*** Opening of EXCERPTED DATA ***

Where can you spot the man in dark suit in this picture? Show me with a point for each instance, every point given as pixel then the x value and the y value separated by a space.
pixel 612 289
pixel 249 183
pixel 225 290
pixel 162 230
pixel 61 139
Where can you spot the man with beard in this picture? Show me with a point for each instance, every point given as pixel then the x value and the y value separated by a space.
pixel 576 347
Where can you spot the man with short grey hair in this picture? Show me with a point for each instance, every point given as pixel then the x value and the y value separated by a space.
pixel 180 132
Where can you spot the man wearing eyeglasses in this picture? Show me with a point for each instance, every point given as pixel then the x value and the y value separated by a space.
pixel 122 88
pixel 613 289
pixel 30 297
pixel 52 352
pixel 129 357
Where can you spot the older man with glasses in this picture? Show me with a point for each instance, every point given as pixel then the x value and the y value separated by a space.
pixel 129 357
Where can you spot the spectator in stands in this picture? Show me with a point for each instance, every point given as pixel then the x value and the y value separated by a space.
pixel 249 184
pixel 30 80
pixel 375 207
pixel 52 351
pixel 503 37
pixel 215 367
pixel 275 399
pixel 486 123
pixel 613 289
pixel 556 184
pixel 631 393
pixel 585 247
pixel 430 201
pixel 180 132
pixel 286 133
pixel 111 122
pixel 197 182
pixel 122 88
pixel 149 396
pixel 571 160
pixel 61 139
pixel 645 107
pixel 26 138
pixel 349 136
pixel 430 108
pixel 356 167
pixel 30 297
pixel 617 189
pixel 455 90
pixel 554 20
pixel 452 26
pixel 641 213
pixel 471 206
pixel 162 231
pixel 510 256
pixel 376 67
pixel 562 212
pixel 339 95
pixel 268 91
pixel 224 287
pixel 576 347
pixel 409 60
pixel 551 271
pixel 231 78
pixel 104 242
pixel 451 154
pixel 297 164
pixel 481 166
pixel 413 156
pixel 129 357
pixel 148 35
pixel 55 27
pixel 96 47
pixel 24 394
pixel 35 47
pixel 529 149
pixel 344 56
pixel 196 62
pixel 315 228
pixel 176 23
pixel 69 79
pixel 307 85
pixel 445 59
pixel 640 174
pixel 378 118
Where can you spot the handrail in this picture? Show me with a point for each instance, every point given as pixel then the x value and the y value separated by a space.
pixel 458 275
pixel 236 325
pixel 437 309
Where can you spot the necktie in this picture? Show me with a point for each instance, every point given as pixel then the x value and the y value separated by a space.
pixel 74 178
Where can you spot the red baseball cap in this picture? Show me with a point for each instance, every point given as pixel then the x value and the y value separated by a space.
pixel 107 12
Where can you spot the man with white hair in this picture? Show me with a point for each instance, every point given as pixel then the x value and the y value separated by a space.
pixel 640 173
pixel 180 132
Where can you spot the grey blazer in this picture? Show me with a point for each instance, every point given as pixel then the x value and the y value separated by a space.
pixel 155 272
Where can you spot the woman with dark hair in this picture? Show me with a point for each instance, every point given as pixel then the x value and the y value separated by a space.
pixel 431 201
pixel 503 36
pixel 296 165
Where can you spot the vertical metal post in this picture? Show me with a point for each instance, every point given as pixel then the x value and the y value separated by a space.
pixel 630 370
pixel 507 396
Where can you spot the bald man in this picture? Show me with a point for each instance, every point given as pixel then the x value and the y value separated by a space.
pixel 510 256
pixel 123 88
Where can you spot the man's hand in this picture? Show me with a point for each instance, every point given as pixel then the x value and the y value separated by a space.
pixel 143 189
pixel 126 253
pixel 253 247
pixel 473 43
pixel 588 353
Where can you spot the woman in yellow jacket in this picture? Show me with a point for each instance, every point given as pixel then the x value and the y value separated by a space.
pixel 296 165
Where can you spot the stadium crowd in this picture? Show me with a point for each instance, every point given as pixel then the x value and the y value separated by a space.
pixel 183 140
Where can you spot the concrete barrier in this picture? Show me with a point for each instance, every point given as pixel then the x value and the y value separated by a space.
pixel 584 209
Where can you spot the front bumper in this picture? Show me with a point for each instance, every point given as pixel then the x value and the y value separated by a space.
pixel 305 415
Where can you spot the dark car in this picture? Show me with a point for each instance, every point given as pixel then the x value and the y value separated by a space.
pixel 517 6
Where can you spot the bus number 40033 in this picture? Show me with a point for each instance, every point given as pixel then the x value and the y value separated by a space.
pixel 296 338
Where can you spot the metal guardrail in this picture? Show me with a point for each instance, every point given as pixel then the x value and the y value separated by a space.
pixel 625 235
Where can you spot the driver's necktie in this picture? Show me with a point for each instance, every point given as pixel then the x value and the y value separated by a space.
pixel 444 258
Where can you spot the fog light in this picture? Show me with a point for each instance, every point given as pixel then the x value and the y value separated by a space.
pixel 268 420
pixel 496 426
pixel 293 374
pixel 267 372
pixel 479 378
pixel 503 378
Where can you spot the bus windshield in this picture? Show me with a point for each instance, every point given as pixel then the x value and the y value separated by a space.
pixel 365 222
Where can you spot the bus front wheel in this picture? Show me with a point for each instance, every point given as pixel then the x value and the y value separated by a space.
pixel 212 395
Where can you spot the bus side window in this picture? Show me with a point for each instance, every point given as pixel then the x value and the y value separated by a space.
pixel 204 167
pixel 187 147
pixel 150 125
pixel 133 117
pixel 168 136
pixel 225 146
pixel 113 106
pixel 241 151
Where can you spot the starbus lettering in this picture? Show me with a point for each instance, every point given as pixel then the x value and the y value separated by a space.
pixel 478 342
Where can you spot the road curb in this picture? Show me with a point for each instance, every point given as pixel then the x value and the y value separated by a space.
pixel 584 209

*** Close of EXCERPTED DATA ***

> **INSTRUCTIONS FOR THE TASK**: Reproduce every line of the data so that nothing differs from the original.

> **EXERCISE RESPONSE**:
Where can you spot the man in dark suit in this picture? Show me with a point for each instance, every point given as pixel then the x value and the y value separated by a space.
pixel 612 289
pixel 249 183
pixel 225 290
pixel 162 230
pixel 61 139
Where can you spot the man with beard in this picture? Show me with a point for each instance, every point given as pixel then the x value and the y value separated by a space.
pixel 576 347
Where can you spot the man with short grey hair in this picture? Show me with a point for each instance, every point given as pixel then the x value and the y value separated by a space.
pixel 180 132
Where can you spot the man wearing eyeglasses in this picture? Show me with a point for each instance, every point given as pixel then the x value and the y value separated by a space.
pixel 122 88
pixel 613 289
pixel 30 297
pixel 52 352
pixel 129 357
Where can you spot the older man with glasses in this picture? Show me with a point for each instance, every point given as pixel then the x value and the y value separated by a space.
pixel 129 357
Where can you spot the spectator in stands in this picture? Show me with a point for each instance, every point given as pixel then the x value and the y value separated by a space.
pixel 249 184
pixel 30 80
pixel 375 207
pixel 52 351
pixel 503 37
pixel 215 367
pixel 275 399
pixel 486 123
pixel 613 289
pixel 556 184
pixel 631 393
pixel 585 247
pixel 430 201
pixel 180 132
pixel 286 133
pixel 111 122
pixel 197 182
pixel 122 88
pixel 149 396
pixel 571 160
pixel 61 139
pixel 645 107
pixel 26 138
pixel 349 136
pixel 430 108
pixel 356 167
pixel 30 297
pixel 617 189
pixel 455 90
pixel 554 20
pixel 452 26
pixel 641 213
pixel 471 206
pixel 162 231
pixel 510 256
pixel 376 67
pixel 562 212
pixel 339 95
pixel 268 91
pixel 224 287
pixel 576 347
pixel 409 60
pixel 551 271
pixel 231 78
pixel 104 242
pixel 451 154
pixel 297 164
pixel 481 166
pixel 413 156
pixel 129 357
pixel 148 35
pixel 55 27
pixel 96 47
pixel 24 394
pixel 35 47
pixel 529 149
pixel 344 56
pixel 196 62
pixel 315 228
pixel 176 23
pixel 69 79
pixel 307 85
pixel 445 59
pixel 640 174
pixel 378 118
Where can you spot the handrail in this picture? Show me with a point for each instance, every point given as pixel then the x value and the y value separated by a space.
pixel 458 275
pixel 236 325
pixel 437 309
Where can you spot the necktie in this picture? Show me with a point for each instance, every point given as pixel then the x value and the y value separated by a space.
pixel 74 178
Where can you spot the red baseball cap in this picture? Show me with a point for each instance, every point given as pixel then the x value and the y value separated by a space.
pixel 107 12
Where can you spot the man with white hair in this picture? Show me with a point for each instance, every point given as pixel then the x value and the y value separated by a space.
pixel 640 173
pixel 180 132
Where can you spot the grey blazer in this picture? Show me with a point for each instance, every point given as pixel then the x value and the y value separated by a space.
pixel 155 272
Where can you spot the woman with dark hair in this picture? Show me with a point for each instance, every point given as pixel then the x value and the y value separated by a space.
pixel 431 201
pixel 503 36
pixel 296 165
Where can you spot the vertical metal post in this picture? Show me with a point for each instance, every point given as pixel then the x value and the y value separated by a space.
pixel 630 370
pixel 507 396
Where can you spot the bald man in this picture? Show me with a point for each instance, every point given as pixel then the x value and the y value separated by a space.
pixel 510 256
pixel 123 88
Where can you spot the man's hand in this picture? Show me with a point for each instance, every point given as pixel then the x value and the y value separated by a space.
pixel 143 189
pixel 126 253
pixel 253 247
pixel 473 43
pixel 588 353
Where can you spot the woman in yellow jacket in this picture? Show me with a point for each instance, every point given as pixel then the x value and the y value separated by a space.
pixel 296 165
Where can you spot the stadium crowd in this picture? Show me with a point for each instance, every point given as pixel then the x value and the y value separated by a space.
pixel 183 140
Where can you spot the concrete barrier in this picture? Show me with a point for each instance, every point given as pixel then the x value and the y value separated by a space.
pixel 584 209
Where can you spot the front bumper in this picture? Show me with a point for each instance, every point given as pixel then the x value and the y value separated by a space.
pixel 305 415
Where can you spot the dark car in this picture? Show me with a point for each instance, every point given as pixel then the x value and the y value separated by a space.
pixel 517 6
Where can you spot the bus number 40033 in this picture? Show me with a point for each instance, every point given as pixel then the x value and the y value separated by a space.
pixel 296 338
Where can you spot the metal guardrail in this picture? Show me with a point for each instance, every point given as pixel then the x value and the y value separated by a space.
pixel 625 235
Where can you spot the driver's necktie in this picture? Show me with a point for each instance, every point given as pixel then the x value and the y value separated by a space.
pixel 444 258
Where can you spot the fog light in this picture? Show me with a point for each instance, every point given as pixel then the x value and the y value separated by a space.
pixel 268 420
pixel 496 426
pixel 293 374
pixel 267 372
pixel 479 378
pixel 503 378
Where can you spot the bus windshield in this picture? Show me with a point for each instance, every point given as pixel then the x value and the y value separated by a space.
pixel 365 222
Where can you spot the bus front wheel in this picture? Show me with a point for each instance, every point given as pixel then the x value and the y value separated by a space.
pixel 212 395
Where can you spot the bus side window in this picture? Show me with a point for each instance, every point given as pixel then the x value and the y value separated by a space.
pixel 204 167
pixel 187 147
pixel 150 125
pixel 133 117
pixel 168 136
pixel 225 146
pixel 113 106
pixel 241 151
Where can you spot the starbus lettering in this picture? Show me with a point for each instance, every point given as pixel then the x value and the y value separated by a space.
pixel 478 342
Where can you spot the road curb in this picture? Show me with a point for each instance, every point given as pixel then the x value and the y value separated by a space.
pixel 584 209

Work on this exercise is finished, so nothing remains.